Provide again, from the entries below, every line from the one containing "Phrase -- man in orange shirt" through the one containing "Phrase -- dormer window", exactly as written, and no other line.
*** Record excerpts Section Begins ***
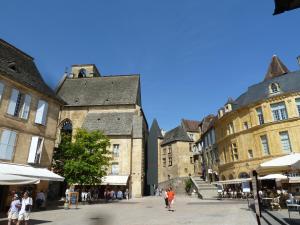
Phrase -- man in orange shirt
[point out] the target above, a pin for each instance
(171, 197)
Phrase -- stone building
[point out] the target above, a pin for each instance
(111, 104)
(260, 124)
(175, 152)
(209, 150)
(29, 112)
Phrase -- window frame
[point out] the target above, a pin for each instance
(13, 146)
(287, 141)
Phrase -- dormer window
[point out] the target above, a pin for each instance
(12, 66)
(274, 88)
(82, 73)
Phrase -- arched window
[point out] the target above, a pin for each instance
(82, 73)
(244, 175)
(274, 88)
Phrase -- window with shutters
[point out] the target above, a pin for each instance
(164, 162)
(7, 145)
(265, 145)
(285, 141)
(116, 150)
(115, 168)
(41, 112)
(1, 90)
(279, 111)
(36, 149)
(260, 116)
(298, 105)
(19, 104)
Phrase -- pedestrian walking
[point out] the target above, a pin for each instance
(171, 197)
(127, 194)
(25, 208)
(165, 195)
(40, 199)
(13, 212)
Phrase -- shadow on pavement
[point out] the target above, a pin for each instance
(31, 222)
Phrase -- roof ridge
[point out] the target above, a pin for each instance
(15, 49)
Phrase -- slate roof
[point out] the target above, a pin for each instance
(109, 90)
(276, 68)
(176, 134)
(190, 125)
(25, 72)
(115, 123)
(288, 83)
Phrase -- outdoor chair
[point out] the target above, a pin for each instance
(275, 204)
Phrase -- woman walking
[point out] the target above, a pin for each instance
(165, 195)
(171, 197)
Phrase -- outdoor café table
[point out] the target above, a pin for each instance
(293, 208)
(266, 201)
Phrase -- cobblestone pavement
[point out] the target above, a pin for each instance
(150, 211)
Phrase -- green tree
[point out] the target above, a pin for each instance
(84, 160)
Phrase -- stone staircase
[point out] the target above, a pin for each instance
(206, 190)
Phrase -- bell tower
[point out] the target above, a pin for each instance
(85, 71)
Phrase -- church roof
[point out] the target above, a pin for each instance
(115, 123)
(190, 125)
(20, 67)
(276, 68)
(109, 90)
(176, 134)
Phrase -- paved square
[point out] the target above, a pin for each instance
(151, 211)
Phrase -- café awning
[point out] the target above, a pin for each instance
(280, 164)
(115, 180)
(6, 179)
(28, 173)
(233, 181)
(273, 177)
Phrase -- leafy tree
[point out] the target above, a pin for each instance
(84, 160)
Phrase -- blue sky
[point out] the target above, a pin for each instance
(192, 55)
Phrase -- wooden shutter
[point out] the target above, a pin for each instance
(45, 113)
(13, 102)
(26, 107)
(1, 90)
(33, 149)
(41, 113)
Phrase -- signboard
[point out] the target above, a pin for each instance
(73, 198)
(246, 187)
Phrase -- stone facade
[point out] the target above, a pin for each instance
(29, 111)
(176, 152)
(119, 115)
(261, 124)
*** Record excerpts Section Ends ***
*** Record excerpts Section Begins ***
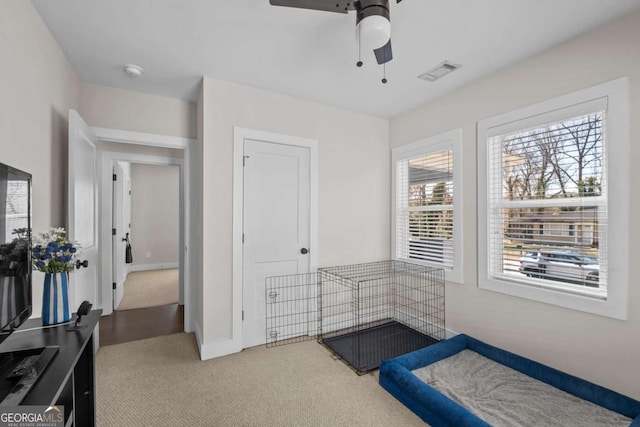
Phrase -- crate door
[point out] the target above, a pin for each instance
*** Record excerpts Section Ends ***
Solution for this exercise:
Phrase -- man in orange shirt
[point out] the target above, a pin for each instance
(171, 197)
Phrase -- stone building
[point out] the target above, a pin for each instance
(111, 104)
(260, 124)
(175, 152)
(209, 150)
(29, 112)
Phrase -- window frame
[point out] the target above, a pin for each instance
(13, 146)
(287, 141)
Phrase -- dormer window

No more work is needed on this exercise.